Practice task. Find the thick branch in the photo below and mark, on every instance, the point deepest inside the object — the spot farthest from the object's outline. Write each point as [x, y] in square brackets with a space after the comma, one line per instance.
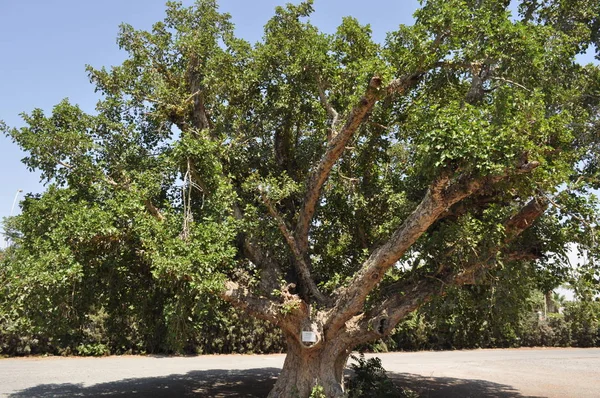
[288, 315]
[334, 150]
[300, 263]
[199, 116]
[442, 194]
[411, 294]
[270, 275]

══════

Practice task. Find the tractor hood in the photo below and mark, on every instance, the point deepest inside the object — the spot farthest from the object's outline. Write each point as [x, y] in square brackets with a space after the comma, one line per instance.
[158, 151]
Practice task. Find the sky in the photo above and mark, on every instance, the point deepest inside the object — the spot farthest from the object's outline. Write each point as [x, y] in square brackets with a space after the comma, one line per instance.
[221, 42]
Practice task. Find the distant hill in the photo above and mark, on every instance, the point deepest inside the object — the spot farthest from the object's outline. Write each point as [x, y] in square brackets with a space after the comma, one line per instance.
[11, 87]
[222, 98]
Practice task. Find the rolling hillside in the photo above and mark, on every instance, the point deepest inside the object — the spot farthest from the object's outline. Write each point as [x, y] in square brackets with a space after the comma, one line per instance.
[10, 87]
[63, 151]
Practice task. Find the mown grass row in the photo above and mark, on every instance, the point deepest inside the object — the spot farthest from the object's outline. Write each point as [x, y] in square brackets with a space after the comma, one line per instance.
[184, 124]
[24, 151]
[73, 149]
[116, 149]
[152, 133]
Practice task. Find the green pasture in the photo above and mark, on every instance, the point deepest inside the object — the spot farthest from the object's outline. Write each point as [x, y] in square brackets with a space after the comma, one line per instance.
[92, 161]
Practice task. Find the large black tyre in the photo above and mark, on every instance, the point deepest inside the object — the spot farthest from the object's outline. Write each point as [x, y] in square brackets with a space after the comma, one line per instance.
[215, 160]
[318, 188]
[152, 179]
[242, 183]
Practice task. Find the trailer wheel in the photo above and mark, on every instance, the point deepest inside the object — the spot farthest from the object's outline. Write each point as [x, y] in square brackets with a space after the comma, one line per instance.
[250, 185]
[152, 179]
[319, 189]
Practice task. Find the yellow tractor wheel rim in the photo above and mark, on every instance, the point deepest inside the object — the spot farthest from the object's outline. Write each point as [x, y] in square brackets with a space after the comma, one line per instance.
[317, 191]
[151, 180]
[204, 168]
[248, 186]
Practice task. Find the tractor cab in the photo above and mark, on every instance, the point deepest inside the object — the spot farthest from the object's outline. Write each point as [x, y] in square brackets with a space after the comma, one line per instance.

══════

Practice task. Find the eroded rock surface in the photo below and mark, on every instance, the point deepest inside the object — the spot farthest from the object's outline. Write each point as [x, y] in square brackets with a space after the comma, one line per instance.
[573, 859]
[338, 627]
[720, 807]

══════

What you will do: Print, without alteration, only the lines above between the one holding "Practice task. Find the green" and the one holding "Practice task. Find the tractor cab", inclusive.

Task answer:
Practice task. Find the green pasture in the photo above and mark, on every instance, the point deepest inside the object — the spot farthest from the object's outline. Write each point as [x, y] in square brackets with a space after the comma, one line per instance.
[92, 161]
Practice task. Find the large black tyre in the photo above and mark, on every instance, the point deepest inside the object — the spot farthest from the object's outline. Write each point as [x, y] in square brackets with a space after the comma, one line per instance.
[215, 160]
[318, 188]
[152, 179]
[242, 183]
Practice task. Find the trailer wheel in the photo above and mark, on every instance, the point deepest inside the object — the spot farthest from the object's outline. Write each point as [x, y] in square brackets with a space after the comma, one line per instance.
[250, 185]
[152, 179]
[319, 189]
Practice task. Find the yellow tractor wheel rim in the photo above and mark, on every instance, the point deepest inside the object — the spot farthest from the object's outline. Write each point as [x, y] in square brackets with a space after the comma, one line per instance.
[317, 191]
[151, 180]
[204, 168]
[248, 186]
Practice task. Find the tractor cab in the photo above and mark, on every instance, the point deepest inside the object — the spot farthest from the object's outline. Write each point as [x, y] in square brackets with a space after the comma, one line per instance.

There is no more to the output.